● **Source extract**
>>>>>
1. Take the initial estimate of F_e that I gave you
above (friction-free estimate).

2. Plug it into T1(F_e + F_f) = m*0.01 and solve for
a new guess for T1.

3. Use that to get a new T2 = T - T1.

4. Use that T2 in T2(F_e - F_f) = m*0.01 to get a new
value for F_e.

5. Repeat steps 2-4 until the values stop changing
(they're self-consistent).

There's a chance this procedure won't converge, sometimes
you need to manipulate your equations a bit, but I think
you'd be OK in this case.

- Randy

Thanks!

For a 75Kg object on Earth, it is exerting a downward force of 735.5N,
so if I have a coefficient of friction of 0.004, then F_f is (roughly)
3N, so I don't think I need to even worry about it (for my application,
anyway).

So, if I'm dealing with a motor that can produce 2000N of force
(through a screw drive), I think I'm well within my design limits if I
want this object to reverse direction in under 5 milliseconds.

Thanks again for the explanation...

-Randy M.

"Randy MacKenna" wrote in message
oups.com...
Thanks!

For a 75Kg object on Earth, it is exerting a downward force of 735.5N,
so if I have a coefficient of friction of 0.004, then F_f is (roughly)
3N, so I don't think I need to even worry about it (for my application,
anyway).

So, if I'm dealing with a motor that can produce 2000N of force
(through a screw drive), I think I'm well within my design limits if I
want this object to reverse direction in under 5 milliseconds.

Split the problem into two parts. 1) the time to stop 2) the time to get
going again. Then it's a matter of making two sets of equations using:

a = (v-u)/t
and
f=ma
and
T=t1+t2

(u or v = zero depending on which phase)

If friction was significant you would just add it to the force available to
slow down the object (because it helps) then for the second part subtract it
from that available to accelerate it (because it hinders).

The rest is maths.

Randy MacKenna wrote:
Thanks!

For a 75Kg object on Earth, it is exerting a downward force of
735.5N,
so if I have a coefficient of friction of 0.004, then F_f is
(roughly)
3N, so I don't think I need to even worry about it (for my
application,
anyway).
<<<<<
● **Requirements**
1. Substitute "decelerate" for "slow down" in the forum thread about reversing the object's direction, and write out the stretch from "If friction was" through "rest is maths." with that change.
2. Resume the forum thread about reversing the object's direction, picking up after its final line.

● **Dataset section**
>>>>>
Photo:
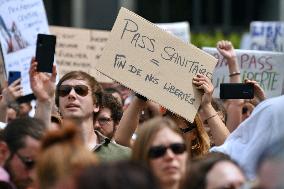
<<<<<
● **Task-by-task results**
1.
If friction was significant you would just add it to the force available to
decelerate the object (because it helps) then for the second part subtract it
from that available to accelerate it (because it hinders).

The rest is maths.

2.
So, if I'm dealing with a motor that can produce 2000N of force
(through a screw drive), I think I'm well within my design limits if
I
want this object to reverse direction in under 5 milliseconds.


Yes. But there are other effects the ideal analysis left
out as well. I'm wondering if reversing in 5 msec is not
going to introduce transients that will stress some of
your elements in ways you haven't anticipated. Also
whether you even CAN reverse in 5 msec because of
those transient vibrations (you apply a sudden
force to an object, it is going to ring).

The real world is so much more interesting than toy
physics problems.

- Randy

"Randy MacKenna" wrote in message
oups.com...
Thanks!

For a 75Kg object on Earth, it is exerting a downward force of 735.5N,
so if I have a coefficient of friction of 0.004, then F_f is (roughly)
3N, so I don't think I need to even worry about it (for my application,
anyway).

So, if I'm dealing with a motor that can produce 2000N of force
(through a screw drive), I think I'm well within my design limits if I
want this object to reverse direction in under 5 milliseconds.

Yes I made the force required to stop about an order of magnitude less than
what you have available.

However check how much backlash you have in the drive train. It might take
more than 5mS take up the backlash.

Thanks for all the help...I have design headroom around 5 milliseconds,
so I think I'm in pretty good shape. The drive system is very close to
zero backlash.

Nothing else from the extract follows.